Copy out the advice post about a friend, everything from "A female United" down to "safer, she refused.", and replace "colleagues" with "coworkers".

Passage for review Block Start

Tagged as: Friends, Health<< Previous question   Next question >>
Question - (11 December 2012) 3 Answers - (Newest, 12 December 2012)
A female United States age 41-50, *erla222 writes:

I would like to ask for advice about my friend. I’m worried about her. She categorically refuses to go to a doctor that’s so important to any woman’s health – gynecologist. We’re also colleagues and our job is asking all employees to do some medical tests, for women it’s also gynecologist. My friend refuses to go. She’s 35 and she has never been to the gynecologist. She has never even had her breasts checked. She says she hates this doctor and that she’ll never show her private parts to anyone, especially if it’s a complete stranger. She’s that kind of person who doesn’t go to any doctors unless she have some serious complaints. I know a wonderful, kind and nice female gynecologist, who’s also my doctor. I offered my friend to go with her, if it makes her feel safer, she refused.

Passage for review Block End
Dataset Block Start

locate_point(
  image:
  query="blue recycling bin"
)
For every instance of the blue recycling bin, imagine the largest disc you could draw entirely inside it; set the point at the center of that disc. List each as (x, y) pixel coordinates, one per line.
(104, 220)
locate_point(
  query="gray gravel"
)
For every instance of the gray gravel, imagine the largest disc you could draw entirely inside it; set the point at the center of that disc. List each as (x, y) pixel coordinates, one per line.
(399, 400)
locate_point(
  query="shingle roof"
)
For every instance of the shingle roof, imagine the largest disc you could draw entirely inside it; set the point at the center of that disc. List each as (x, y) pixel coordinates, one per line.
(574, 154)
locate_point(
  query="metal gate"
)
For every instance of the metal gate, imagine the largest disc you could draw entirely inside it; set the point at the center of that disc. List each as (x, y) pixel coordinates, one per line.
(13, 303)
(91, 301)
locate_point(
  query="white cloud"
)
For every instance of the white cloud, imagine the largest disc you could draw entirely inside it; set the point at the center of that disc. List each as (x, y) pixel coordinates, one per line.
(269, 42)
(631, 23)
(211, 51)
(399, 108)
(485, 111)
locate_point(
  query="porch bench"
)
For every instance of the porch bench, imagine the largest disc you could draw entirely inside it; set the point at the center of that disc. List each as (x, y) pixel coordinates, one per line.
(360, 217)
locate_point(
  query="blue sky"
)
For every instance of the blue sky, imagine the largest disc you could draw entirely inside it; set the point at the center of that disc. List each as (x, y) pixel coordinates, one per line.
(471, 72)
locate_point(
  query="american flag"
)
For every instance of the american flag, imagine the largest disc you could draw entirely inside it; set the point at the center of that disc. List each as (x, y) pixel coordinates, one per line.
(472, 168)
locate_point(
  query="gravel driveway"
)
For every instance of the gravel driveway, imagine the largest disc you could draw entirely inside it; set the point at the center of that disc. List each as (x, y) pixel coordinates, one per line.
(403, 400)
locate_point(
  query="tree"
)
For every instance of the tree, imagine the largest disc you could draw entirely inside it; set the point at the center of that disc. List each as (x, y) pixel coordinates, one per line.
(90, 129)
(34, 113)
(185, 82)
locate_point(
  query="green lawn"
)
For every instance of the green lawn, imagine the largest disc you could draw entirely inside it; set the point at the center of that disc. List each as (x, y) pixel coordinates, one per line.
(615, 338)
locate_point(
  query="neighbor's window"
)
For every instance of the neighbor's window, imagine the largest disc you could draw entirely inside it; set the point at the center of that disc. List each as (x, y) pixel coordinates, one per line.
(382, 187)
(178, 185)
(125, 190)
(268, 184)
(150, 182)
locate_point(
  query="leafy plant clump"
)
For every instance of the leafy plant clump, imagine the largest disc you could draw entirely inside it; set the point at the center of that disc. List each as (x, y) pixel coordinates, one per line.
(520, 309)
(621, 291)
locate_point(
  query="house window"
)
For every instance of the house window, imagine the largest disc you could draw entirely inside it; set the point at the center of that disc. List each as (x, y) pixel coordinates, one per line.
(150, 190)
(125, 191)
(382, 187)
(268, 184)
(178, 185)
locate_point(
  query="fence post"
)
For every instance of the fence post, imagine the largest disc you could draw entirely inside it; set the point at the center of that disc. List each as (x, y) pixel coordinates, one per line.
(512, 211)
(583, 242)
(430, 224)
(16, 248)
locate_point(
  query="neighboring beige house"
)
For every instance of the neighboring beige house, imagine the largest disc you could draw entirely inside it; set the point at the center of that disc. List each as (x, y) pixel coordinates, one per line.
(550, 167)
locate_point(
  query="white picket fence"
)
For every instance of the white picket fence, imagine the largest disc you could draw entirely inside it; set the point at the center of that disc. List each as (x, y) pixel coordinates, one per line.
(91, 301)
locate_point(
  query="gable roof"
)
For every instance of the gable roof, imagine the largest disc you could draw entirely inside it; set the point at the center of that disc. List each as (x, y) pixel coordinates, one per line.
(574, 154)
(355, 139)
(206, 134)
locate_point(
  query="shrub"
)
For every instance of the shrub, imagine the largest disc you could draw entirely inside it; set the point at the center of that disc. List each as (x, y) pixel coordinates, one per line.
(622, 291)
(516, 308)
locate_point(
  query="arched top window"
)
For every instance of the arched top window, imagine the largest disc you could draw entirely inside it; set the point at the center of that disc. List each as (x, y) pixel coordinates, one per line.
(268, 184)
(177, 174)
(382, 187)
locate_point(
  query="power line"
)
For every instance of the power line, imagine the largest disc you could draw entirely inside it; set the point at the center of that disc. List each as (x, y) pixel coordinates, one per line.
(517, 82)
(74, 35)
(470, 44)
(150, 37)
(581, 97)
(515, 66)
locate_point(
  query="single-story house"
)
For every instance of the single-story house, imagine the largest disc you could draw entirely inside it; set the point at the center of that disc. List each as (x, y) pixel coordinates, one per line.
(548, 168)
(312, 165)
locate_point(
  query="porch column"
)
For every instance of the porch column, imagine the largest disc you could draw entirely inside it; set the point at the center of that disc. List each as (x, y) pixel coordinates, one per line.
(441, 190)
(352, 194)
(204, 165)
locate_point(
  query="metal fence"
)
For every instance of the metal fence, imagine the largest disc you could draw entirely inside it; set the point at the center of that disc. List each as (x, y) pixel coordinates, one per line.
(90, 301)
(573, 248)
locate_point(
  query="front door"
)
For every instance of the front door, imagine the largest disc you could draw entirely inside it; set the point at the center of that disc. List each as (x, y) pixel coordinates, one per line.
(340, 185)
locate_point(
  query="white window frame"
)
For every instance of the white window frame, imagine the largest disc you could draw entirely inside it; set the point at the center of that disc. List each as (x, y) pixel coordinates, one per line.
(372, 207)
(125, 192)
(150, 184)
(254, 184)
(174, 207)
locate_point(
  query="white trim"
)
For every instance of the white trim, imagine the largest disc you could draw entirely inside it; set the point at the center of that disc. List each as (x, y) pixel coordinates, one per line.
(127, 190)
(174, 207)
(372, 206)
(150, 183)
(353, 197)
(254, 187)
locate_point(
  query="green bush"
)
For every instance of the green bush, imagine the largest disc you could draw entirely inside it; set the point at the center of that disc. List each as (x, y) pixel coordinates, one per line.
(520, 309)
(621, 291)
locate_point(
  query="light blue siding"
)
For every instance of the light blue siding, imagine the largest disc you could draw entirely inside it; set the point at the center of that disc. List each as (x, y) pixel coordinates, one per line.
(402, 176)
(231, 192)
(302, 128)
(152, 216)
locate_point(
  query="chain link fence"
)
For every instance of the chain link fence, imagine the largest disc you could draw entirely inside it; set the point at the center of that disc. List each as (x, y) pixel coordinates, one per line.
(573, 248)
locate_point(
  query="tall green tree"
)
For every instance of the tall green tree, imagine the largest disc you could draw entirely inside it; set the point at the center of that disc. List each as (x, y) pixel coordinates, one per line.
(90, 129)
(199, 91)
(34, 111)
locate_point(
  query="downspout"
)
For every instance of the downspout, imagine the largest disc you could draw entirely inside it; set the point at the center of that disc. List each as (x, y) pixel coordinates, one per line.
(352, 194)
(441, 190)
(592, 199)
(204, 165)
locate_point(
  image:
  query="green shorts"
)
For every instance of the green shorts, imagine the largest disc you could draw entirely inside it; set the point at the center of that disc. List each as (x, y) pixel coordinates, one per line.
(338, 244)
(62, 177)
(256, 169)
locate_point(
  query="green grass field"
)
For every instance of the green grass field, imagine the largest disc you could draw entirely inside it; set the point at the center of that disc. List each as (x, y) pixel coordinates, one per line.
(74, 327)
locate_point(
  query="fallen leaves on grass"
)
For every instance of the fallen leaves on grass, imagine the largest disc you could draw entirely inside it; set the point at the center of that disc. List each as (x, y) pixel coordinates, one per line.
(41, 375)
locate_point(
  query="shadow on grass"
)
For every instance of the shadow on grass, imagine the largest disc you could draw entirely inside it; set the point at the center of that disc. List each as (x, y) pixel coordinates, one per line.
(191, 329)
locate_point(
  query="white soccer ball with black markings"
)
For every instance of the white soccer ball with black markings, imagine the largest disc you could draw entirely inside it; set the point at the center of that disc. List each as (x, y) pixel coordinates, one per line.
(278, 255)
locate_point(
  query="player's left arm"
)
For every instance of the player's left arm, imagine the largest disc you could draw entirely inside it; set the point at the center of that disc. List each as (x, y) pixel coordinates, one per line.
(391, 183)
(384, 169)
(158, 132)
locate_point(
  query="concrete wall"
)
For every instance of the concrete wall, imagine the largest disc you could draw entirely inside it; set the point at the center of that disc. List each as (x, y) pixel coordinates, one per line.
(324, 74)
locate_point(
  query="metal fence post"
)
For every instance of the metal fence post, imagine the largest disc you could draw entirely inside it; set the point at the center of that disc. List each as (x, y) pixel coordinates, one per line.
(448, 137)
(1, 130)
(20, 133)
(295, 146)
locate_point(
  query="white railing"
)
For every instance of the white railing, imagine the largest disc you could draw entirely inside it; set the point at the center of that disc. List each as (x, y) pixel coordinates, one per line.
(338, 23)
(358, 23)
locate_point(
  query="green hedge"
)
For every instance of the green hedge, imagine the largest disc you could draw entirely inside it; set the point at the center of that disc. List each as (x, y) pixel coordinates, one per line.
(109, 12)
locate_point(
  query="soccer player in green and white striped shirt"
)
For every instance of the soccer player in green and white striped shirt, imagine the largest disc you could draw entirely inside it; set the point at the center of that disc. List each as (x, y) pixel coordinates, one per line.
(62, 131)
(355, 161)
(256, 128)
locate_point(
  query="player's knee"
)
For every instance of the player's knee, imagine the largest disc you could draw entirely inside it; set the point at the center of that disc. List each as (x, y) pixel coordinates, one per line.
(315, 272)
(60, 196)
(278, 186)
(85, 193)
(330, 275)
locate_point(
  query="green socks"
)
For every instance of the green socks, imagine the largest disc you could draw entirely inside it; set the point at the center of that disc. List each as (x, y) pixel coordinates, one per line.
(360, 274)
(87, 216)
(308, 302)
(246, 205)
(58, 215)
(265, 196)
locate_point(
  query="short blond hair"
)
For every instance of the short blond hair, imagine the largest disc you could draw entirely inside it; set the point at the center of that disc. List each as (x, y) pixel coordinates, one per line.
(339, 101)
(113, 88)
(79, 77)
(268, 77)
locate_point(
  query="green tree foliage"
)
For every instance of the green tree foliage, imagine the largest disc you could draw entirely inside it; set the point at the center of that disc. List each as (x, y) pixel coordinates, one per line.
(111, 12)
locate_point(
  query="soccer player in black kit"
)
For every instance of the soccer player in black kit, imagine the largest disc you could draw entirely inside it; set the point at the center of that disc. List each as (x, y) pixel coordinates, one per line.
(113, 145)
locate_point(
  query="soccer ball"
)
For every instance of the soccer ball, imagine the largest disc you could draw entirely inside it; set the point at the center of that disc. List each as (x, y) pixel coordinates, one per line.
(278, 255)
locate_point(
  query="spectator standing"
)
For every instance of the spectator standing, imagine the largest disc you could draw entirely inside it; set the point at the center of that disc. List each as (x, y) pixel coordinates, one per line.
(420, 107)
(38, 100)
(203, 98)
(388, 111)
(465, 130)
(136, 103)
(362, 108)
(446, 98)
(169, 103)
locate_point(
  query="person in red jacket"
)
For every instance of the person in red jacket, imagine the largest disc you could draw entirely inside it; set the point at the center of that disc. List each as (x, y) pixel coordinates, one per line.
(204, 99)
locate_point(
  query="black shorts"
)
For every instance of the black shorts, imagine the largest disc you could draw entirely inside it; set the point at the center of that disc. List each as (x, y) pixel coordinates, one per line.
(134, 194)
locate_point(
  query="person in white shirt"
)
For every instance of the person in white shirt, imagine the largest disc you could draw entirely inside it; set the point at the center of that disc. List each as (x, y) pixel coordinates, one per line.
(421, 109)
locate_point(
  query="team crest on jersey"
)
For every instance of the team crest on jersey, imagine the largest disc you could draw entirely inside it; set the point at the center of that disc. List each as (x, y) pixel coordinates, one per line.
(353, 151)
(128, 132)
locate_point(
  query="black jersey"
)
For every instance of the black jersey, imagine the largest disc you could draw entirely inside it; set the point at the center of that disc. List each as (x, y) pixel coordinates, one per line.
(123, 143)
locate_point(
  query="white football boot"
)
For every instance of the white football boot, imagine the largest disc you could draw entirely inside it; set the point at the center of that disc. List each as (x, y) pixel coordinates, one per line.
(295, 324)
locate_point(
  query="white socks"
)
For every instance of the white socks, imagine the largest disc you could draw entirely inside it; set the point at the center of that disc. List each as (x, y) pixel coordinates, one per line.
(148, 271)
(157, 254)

Dataset Block End

**Problem solution**:
A female United States age 41-50, *erla222 writes:

I would like to ask for advice about my friend. I’m worried about her. She categorically refuses to go to a doctor that’s so important to any woman’s health – gynecologist. We’re also coworkers and our job is asking all employees to do some medical tests, for women it’s also gynecologist. My friend refuses to go. She’s 35 and she has never been to the gynecologist. She has never even had her breasts checked. She says she hates this doctor and that she’ll never show her private parts to anyone, especially if it’s a complete stranger. She’s that kind of person who doesn’t go to any doctors unless she have some serious complaints. I know a wonderful, kind and nice female gynecologist, who’s also my doctor. I offered my friend to go with her, if it makes her feel safer, she refused.